**TEXTE À LIRE**.
◇ ◇ ◇
25 ans de Rituel festif : plongeon dans la scène rave montréalaise des années 90

Toutes les photos dans cet article sont une gracieuseté de Caroline Hayeur


Voyage dans le temps. Montréal, milieu des années 90. Vous appelez un numéro qu’un ami vous a refilé. À l’appareil, une voix préenregistrée vous invite à une adresse. Une longue nuit de danse s’annonce. Fébrile, vous franchissez la porte de votre appartement : vous allez raver.


De 1996 à 1997, la photographe Caroline Hayeur, la journaliste Nora Ben Saâdoune et l’artiste visuel Emmanuel Galland ont parcouru les raves de Montréal, déterminé·e·s à documenter cette culture grandissante. En 1997, le trio publie Rituel festif, livre composé de photographies et de documentation sur les raves. En août prochain, le projet soufflera ses 25 bougies. Pour l’occasion, Le Culte a cru bon d’effectuer un saut en arrière.


La scène rave montréalaise, à l’époque méconnue du grand public, prenait vie lors de soirées incarnant une nouvelle façon de faire la fête. Sans barrières d’âge, de genre ou de culture, plusieurs s’y rassemblaient pour vivre une expérience de pure jouissance, de communion et de transcendance. « Il n’y avait plus de jugement. Tout le monde venait juste pour la danse », témoigne Caroline Hayeur, aujourd’hui chargée de cours en photojournalisme à l’UQAM, en entretien avec Le Culte.


C’était une période marquée par les flyers (figures emblématiques de la culture rave, ces affiches annonçaient les événements à venir), les smart drinks (ces boissons énergisantes et vitaminées pour garder les ravers allumé·e·s toute la nuit), les tenues déjantées, les lunettes de soleil et la musique techno, jouée en direct par les DJs.



« Pour moi, jeune photographe, raconte Caroline Hayeur, c’était une grande découverte. Je me suis dit : “Qu’est-ce que je peux faire? Ben, je peux prendre des photos! Je peux faire que ça!” »


C’est donc un « appel du just do it des années 90 » qui a poussé la jeune photographe à s’organiser avec « zéro fric » et à se lancer dans ce projet d’envergure. Armée de pellicules « passées date » qui lui avaient été offertes par des photographes avec lesquels elle collaborait, elle a capturé plus de 1000 portraits et couvert douze évènements. Ces images, elle les a imprimées en soirée au cégep du Vieux Montréal, alors que d’anciens et d’anciennes professeurs et professeures lui avaient refilé les clés de la chambre noire.
◇ ◇ ◇
**EXTRAIT SOURCE**.
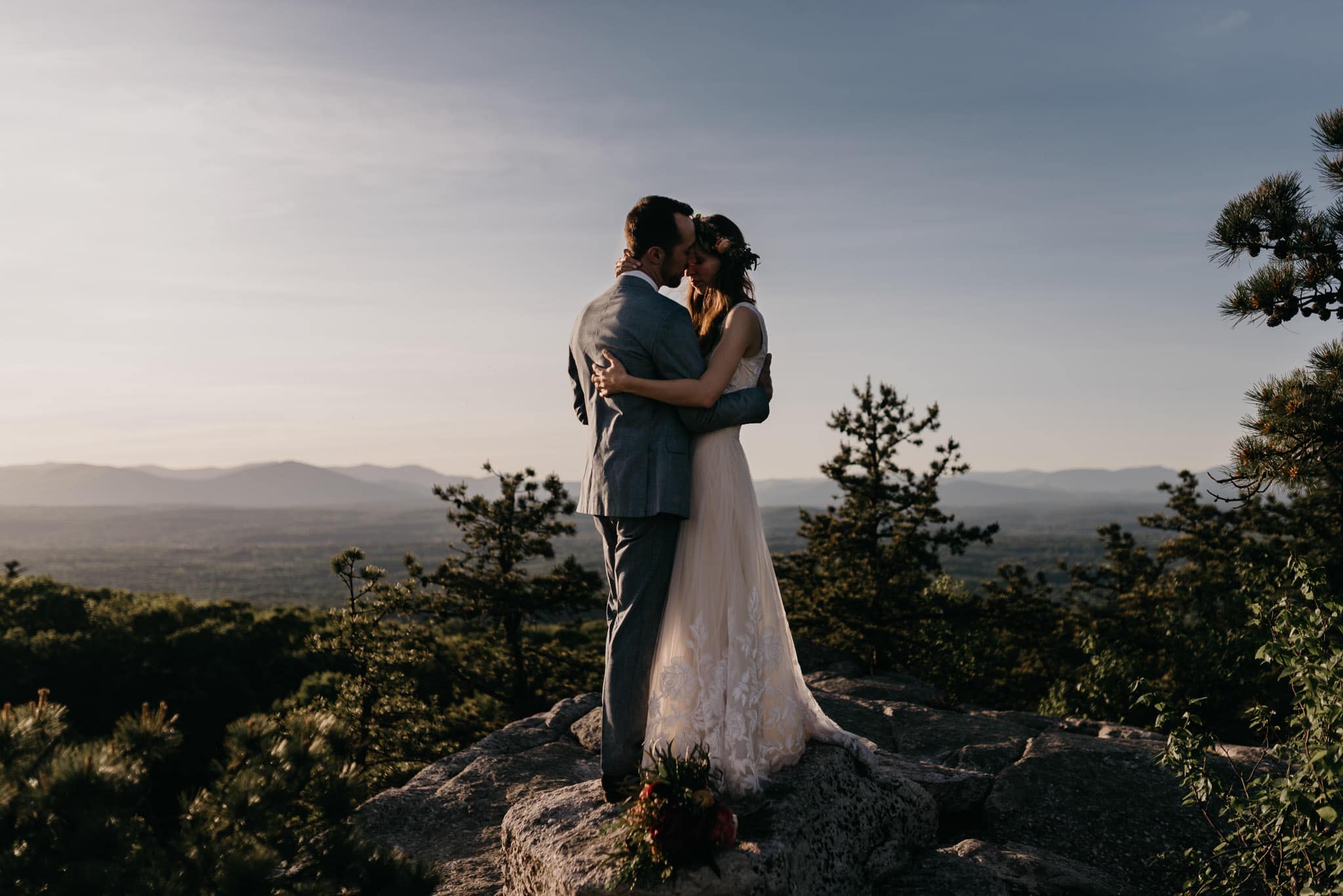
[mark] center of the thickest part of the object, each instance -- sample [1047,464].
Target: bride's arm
◇ ◇ ◇
**CONSIGNE**.
Recopiez le passage de l'article sur la scène rave montréalaise qui commence par « C’est donc un » et se poursuit jusqu'à « la chambre noire. », en changeant « chambre noire » en « salle de développement ».

**TÂCHE RÉALISÉE**.
C’est donc un « appel du just do it des années 90 » qui a poussé la jeune photographe à s’organiser avec « zéro fric » et à se lancer dans ce projet d’envergure. Armée de pellicules « passées date » qui lui avaient été offertes par des photographes avec lesquels elle collaborait, elle a capturé plus de 1000 portraits et couvert douze évènements. Ces images, elle les a imprimées en soirée au cégep du Vieux Montréal, alors que d’anciens et d’anciennes professeurs et professeures lui avaient refilé les clés de la salle de développement.